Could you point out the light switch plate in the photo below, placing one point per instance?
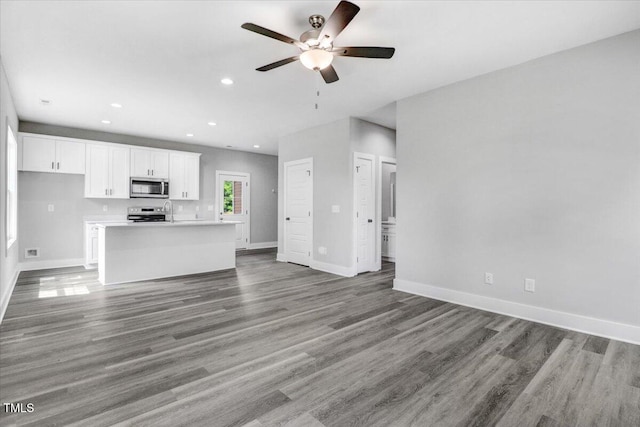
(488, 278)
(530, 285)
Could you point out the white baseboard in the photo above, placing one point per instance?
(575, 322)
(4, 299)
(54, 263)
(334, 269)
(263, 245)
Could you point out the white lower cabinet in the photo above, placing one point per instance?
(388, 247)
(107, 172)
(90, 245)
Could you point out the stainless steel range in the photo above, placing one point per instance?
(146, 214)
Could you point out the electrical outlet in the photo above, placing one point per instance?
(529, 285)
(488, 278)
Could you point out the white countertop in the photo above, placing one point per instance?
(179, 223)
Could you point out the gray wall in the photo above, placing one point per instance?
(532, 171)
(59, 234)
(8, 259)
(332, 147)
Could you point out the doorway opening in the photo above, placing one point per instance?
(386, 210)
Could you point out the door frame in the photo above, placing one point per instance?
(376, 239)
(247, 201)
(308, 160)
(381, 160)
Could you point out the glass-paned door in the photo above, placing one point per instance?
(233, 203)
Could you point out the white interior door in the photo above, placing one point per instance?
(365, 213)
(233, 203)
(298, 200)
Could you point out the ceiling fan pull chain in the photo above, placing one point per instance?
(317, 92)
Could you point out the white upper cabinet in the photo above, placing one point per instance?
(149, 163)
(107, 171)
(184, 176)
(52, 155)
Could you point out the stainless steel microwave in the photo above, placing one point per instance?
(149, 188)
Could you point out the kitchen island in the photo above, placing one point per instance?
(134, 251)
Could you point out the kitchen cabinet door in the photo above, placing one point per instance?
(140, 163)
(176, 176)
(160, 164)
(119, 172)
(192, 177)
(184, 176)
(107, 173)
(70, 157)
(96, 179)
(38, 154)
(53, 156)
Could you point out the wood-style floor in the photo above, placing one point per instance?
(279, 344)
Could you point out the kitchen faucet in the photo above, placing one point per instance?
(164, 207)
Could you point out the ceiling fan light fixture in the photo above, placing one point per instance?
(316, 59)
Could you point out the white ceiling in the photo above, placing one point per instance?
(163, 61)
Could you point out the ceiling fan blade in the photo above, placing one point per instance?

--

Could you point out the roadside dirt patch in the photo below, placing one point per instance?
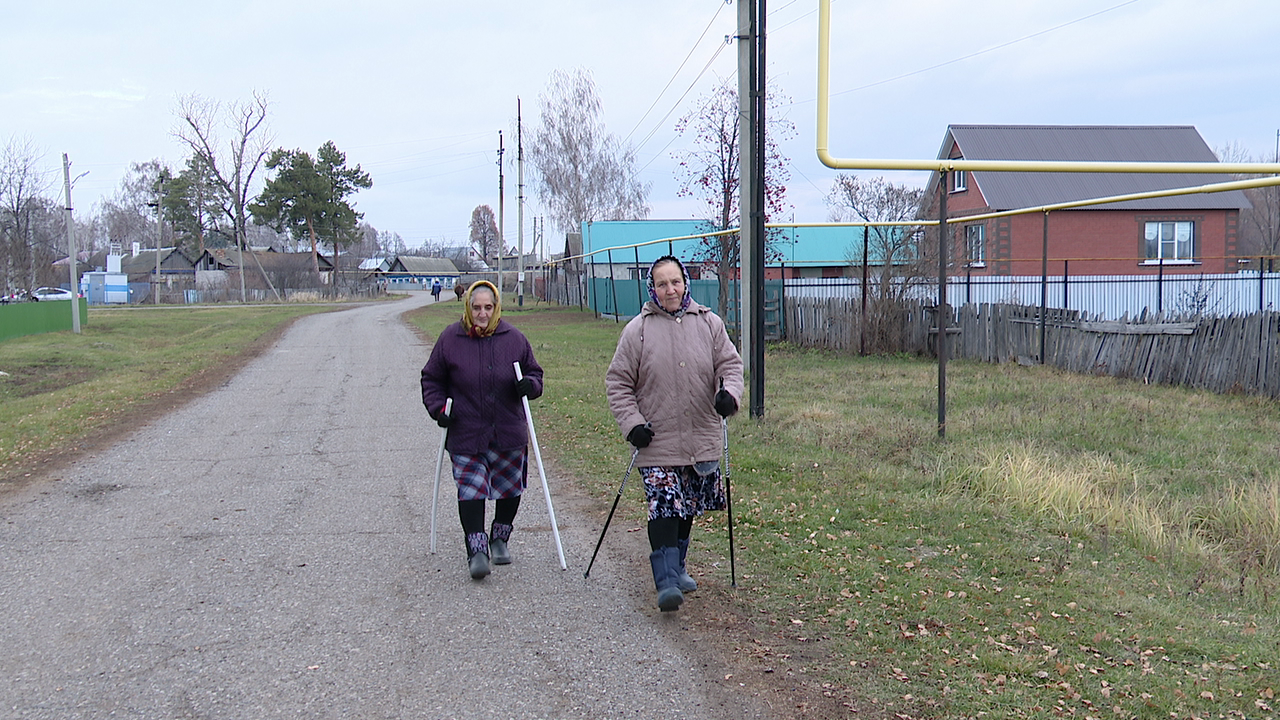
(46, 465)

...

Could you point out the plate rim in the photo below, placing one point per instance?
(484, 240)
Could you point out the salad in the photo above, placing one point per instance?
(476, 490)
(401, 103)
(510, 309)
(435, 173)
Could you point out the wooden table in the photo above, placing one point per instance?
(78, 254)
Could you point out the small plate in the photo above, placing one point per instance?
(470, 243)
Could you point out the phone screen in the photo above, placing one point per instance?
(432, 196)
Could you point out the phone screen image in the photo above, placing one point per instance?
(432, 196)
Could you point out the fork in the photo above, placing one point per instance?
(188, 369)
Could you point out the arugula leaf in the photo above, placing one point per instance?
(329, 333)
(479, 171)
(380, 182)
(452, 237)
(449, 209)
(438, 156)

▸ Task instructions: Reproduce the material from the line containing "Could you point out the white interior" down through the line containing "Could you point out the ceiling fan blade", switching every "ceiling fan" to "overhead fan" and leaving everything else unchanged.

▸ Response to the exercise:
Could you point out the white interior door in the photo above, placing one point per instance?
(365, 213)
(233, 203)
(298, 200)
Could you point out the overhead fan pull chain in the photo above, placing one point per instance?
(317, 92)
Could you point out the white upper cabinet in the photo above, placing one point per instance?
(149, 163)
(107, 171)
(184, 176)
(52, 155)
Could you point out the stainless steel microwave in the photo above, placing one point per instance?
(149, 188)
Could you point out the kitchen island in the photo above, placing one point per instance?
(134, 251)
Could you point out the kitchen cabinet door in the photo above, placing one point per instance?
(140, 163)
(176, 176)
(160, 164)
(119, 172)
(192, 177)
(184, 176)
(107, 173)
(70, 157)
(96, 179)
(38, 154)
(53, 156)
Could you point out the wood-style floor in the photo above, placing one point per instance?
(279, 344)
Could you point out the kitchen faucet in the photo above, placing one point per instance?
(164, 207)
Could you point out the overhead fan light fixture in the photo above, placing one point per instance?
(316, 59)
Could you point out the white ceiling in the photo above, placing one point per instance?
(163, 61)
Could you point out the overhead fan blade in the photo above, placing one point per instance?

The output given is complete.